● Selected passage
## BEGIN

The debate over the 2013 revelations by Edward Snowden, which threw back the curtain on the National Security Agency’s worldwide spying operation, reached a fever pitch in 2014, with political implications that have yet to fully play out. The Obama administration’s intellectual Praetorian Guard went all-out in an attempt to trivialize and justify the Surveillance State, denigrating and smearing both Snowden and the journalists who brought this story to the American people. What struck me is that the Regime’s most enthusiastic defenders were, for the most part, self-identified "progressives," such as Prof. Sean Wilentz (a prominent friend of Hillary Clinton), George "I was for the Iraq war before I was against it" Packer, and Cass Sunstein, former Obama administration official and advocate of a sinister plan to "infiltrate" the Internet with pro-government agents.

On the other side of the barricades stood libertarian Republicans like Rep. Justin Amash and Sen. Rand Paul, who opened up a bipartisan offensive against the NSA’s embryonic police state. Meanwhile, the Snowden revelations continued to pile up – with the very worst being new documents showing that the British intelligence agencies have been instructing our spooks in the basics of targeting online – and destroying – political dissidents. Cass Sunstein’s "theoretical" arguments in favor of this practice – reminiscent of something the East German Stasi would do – should at least raise the possibility that such activities are even now being carried out by our benevolent masters in Washington.

Which brings us to the negative side of the ledger, where there’s plenty to cover – and that’s no surprise, now is it? I have to say that the very worst, at least in terms of its moral implications, was Israel’s destruction of Gaza – a disgusting orgy of murderous vindictiveness that once and for all underscored the pariah status of a nation maddened by endless war. Gaza is still in ruins, with tens of thousands homeless and reconstruction stalled. Particularly revolting was the spectacle of the Western media covering up and implicitly justifying the carnage – whose victims were mainly children. In spite of this rather obvious media bias, the international image of Israel was irreparably damaged – and while militant Palestinians and their supporters may find this to be a plus, as far as I’m concerned the price was far too high.

Worst of all in terms of its implications for the future, the US has re-entered – that is, re-invaded – Iraq, in response to the emergence of the "Islamic State," an entity not-so-covertly supported by our "allies" Saudi Arabia and the Gulf sheikdoms. ISIS, as it is alternately known, has done its best to provoke a US response by executing American journalists and aid workers, and Washington – ever eager to be provoked – took the bait. Without a vote of Congress or any meaningful debate, Iraq War III has commenced, with thousands of American soldiers in the role of "advisors" – sound familiar to those of you who remember the Vietnam war? – and the prospect of incremental escalation as time goes on.

## END

● What to do
From the commentary on the Snowden revelations and foreign wars, output everything from "Which brings us" down to "far too high.", copied word for word.

● Stored records
## BEGIN

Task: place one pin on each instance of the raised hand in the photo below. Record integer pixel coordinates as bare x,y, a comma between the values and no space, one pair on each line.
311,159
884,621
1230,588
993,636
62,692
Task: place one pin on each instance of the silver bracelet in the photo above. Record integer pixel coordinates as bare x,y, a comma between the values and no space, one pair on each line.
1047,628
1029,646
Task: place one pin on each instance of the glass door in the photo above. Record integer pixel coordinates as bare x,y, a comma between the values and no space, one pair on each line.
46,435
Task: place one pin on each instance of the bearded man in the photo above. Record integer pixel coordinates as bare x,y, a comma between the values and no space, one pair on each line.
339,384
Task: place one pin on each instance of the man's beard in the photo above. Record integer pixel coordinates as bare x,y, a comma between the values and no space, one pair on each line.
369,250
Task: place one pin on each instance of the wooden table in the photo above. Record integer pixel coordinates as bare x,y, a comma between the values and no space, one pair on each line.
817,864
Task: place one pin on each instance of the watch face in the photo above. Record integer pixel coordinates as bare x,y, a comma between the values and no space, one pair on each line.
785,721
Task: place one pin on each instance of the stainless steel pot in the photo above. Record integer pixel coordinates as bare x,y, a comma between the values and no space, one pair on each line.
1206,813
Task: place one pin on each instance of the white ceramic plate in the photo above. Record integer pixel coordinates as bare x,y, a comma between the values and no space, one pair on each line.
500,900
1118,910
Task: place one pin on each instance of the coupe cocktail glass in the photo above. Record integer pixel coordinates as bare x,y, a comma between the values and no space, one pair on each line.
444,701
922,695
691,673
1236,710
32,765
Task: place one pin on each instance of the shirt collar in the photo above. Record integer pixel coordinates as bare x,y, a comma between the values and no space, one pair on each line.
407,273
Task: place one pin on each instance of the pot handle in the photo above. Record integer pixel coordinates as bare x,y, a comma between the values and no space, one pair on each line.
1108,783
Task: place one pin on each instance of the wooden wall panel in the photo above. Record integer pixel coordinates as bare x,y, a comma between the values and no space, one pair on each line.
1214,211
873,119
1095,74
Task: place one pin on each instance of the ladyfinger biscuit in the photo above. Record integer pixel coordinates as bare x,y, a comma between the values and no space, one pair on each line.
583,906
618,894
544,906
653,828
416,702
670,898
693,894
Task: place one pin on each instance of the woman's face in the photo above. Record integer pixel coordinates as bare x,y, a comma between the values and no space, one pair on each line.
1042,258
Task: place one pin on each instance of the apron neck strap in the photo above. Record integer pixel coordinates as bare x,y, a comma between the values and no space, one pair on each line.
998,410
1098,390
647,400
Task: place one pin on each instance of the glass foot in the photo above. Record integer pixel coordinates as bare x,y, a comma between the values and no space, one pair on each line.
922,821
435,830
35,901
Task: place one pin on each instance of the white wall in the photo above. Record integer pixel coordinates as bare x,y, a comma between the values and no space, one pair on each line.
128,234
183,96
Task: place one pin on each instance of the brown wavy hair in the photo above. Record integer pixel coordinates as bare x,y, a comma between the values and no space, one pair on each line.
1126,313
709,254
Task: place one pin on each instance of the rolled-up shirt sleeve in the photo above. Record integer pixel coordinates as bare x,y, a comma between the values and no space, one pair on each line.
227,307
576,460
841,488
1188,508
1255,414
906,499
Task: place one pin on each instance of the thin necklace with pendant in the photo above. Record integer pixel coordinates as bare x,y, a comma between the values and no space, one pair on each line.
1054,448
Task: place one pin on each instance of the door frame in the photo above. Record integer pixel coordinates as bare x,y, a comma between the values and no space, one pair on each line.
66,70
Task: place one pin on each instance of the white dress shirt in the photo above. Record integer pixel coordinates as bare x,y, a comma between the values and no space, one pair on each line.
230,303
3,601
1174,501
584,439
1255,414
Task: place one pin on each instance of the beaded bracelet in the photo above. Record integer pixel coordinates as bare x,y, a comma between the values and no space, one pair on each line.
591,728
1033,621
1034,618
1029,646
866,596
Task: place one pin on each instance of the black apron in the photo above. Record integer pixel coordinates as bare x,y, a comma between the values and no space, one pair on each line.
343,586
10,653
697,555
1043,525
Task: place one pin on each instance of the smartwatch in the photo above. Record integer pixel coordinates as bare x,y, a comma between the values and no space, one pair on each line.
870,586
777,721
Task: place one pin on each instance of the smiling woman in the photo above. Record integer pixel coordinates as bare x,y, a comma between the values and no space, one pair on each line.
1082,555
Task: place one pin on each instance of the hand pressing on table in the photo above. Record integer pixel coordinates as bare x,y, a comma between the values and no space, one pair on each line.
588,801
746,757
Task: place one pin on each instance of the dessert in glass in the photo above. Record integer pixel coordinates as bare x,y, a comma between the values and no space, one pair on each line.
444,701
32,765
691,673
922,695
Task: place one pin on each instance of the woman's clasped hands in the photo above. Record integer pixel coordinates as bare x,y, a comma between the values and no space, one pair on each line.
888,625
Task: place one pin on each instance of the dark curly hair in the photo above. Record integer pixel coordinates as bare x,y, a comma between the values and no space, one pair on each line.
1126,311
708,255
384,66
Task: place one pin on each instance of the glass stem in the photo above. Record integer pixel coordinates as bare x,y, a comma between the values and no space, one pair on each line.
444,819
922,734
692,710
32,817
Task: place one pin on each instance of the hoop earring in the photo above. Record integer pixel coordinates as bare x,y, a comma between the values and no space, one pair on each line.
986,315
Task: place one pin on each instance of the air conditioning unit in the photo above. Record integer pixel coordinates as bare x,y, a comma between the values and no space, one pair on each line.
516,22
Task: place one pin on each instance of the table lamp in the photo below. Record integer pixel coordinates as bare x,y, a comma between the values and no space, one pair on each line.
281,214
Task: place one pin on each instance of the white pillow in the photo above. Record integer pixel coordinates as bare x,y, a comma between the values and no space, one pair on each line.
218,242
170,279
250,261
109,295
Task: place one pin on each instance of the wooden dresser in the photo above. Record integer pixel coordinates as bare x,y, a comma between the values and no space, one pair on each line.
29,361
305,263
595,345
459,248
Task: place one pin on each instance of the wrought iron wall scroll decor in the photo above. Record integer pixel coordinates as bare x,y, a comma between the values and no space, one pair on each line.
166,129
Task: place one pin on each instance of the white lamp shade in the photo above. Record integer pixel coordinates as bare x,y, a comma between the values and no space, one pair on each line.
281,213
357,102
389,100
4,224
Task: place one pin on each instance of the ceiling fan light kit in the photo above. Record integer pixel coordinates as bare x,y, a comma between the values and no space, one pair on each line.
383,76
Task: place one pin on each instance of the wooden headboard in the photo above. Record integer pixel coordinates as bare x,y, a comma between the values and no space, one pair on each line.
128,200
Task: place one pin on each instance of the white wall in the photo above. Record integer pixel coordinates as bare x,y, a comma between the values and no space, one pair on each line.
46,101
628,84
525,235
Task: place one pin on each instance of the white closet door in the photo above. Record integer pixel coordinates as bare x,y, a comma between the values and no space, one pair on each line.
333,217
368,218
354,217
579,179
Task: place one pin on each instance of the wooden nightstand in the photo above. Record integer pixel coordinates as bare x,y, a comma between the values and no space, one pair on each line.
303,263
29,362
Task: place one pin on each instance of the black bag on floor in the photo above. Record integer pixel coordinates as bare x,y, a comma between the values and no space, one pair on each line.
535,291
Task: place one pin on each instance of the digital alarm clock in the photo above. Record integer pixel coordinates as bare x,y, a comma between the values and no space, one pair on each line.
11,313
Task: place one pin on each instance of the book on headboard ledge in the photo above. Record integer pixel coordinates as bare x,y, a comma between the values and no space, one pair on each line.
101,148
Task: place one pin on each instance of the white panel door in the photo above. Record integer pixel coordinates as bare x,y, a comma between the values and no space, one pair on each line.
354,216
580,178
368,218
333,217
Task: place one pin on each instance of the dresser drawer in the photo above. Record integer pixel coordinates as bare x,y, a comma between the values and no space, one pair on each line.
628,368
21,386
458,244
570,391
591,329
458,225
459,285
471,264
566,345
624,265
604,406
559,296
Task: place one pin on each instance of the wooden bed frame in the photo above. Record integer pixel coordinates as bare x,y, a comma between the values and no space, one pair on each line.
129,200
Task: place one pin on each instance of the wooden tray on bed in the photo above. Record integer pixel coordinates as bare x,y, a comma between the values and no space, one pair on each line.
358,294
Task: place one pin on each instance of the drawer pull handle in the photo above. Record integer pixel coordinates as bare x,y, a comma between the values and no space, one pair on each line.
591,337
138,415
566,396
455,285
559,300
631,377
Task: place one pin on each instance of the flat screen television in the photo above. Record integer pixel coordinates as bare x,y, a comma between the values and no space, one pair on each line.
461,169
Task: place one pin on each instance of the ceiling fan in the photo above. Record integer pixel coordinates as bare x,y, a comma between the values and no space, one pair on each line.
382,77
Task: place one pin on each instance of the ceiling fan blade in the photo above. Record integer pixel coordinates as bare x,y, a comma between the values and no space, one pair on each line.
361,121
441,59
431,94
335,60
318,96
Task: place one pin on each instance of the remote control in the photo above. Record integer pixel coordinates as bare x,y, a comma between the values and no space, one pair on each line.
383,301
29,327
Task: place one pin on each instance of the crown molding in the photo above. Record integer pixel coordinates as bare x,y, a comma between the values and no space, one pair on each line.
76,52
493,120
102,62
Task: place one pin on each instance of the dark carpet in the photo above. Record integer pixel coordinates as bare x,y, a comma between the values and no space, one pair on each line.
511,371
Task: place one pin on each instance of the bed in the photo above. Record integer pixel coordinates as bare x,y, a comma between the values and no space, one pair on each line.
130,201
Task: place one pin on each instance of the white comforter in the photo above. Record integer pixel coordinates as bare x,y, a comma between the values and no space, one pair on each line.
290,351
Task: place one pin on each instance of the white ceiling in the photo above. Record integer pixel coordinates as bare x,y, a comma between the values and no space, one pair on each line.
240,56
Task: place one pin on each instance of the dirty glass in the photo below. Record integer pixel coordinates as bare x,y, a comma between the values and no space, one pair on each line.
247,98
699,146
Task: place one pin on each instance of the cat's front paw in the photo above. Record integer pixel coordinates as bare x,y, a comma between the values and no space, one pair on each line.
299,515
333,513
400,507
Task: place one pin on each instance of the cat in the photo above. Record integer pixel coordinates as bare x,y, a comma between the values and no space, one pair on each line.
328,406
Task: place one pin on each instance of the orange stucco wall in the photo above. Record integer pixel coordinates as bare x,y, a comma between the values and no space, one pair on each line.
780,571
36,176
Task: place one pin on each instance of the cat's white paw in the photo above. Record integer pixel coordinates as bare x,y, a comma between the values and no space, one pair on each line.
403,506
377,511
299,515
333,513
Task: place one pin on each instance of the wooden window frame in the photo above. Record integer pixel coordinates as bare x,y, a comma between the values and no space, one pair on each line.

## END

● The result
Which brings us to the negative side of the ledger, where there’s plenty to cover – and that’s no surprise, now is it? I have to say that the very worst, at least in terms of its moral implications, was Israel’s destruction of Gaza – a disgusting orgy of murderous vindictiveness that once and for all underscored the pariah status of a nation maddened by endless war. Gaza is still in ruins, with tens of thousands homeless and reconstruction stalled. Particularly revolting was the spectacle of the Western media covering up and implicitly justifying the carnage – whose victims were mainly children. In spite of this rather obvious media bias, the international image of Israel was irreparably damaged – and while militant Palestinians and their supporters may find this to be a plus, as far as I’m concerned the price was far too high.